__TASK STATEMENT__
Pick out each line in the items below that contains the word "shirt". Uppercase and lowercase letters count as different.

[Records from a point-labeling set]
+++
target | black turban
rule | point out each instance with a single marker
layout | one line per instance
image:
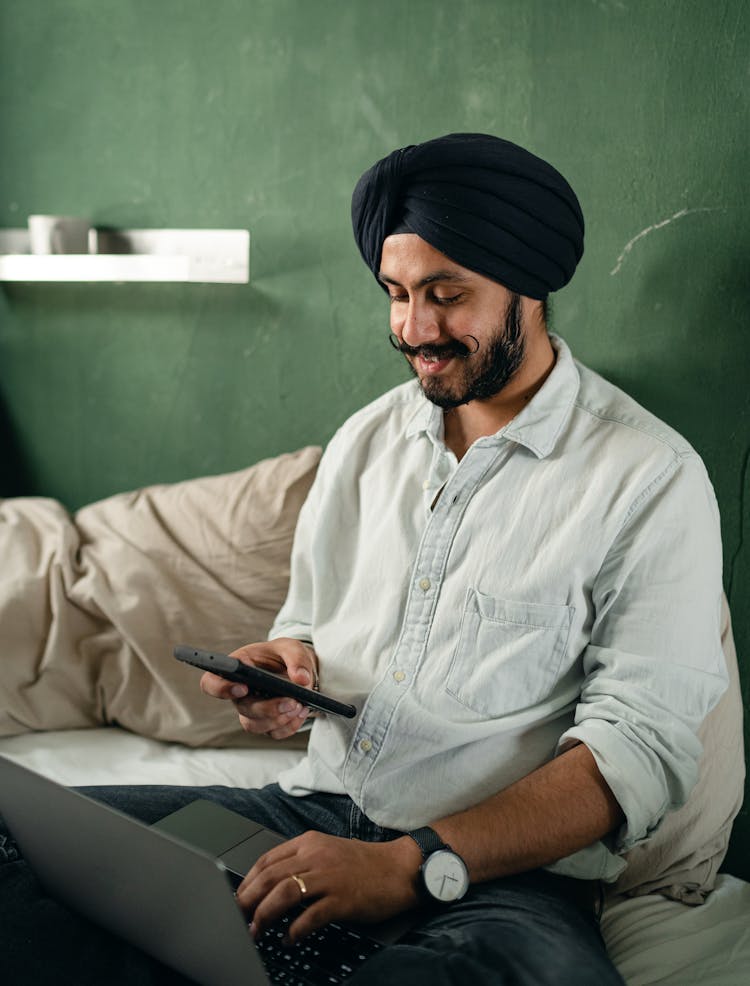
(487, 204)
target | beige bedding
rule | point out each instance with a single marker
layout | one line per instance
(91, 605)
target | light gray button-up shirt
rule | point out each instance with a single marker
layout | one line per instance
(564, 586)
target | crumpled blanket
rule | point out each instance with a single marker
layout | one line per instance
+++
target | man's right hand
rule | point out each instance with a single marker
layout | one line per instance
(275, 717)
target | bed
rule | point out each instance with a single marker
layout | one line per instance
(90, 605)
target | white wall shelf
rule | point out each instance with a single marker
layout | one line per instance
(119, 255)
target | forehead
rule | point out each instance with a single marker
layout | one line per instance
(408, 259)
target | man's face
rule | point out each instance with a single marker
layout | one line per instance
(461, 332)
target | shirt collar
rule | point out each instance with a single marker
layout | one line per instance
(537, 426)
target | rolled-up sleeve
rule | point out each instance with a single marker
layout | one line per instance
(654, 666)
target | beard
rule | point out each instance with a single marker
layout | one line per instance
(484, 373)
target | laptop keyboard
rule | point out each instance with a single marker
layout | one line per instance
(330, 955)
+++
__ANSWER TO THIS TASK__
target | light gray button-up shirt
target | shirt collar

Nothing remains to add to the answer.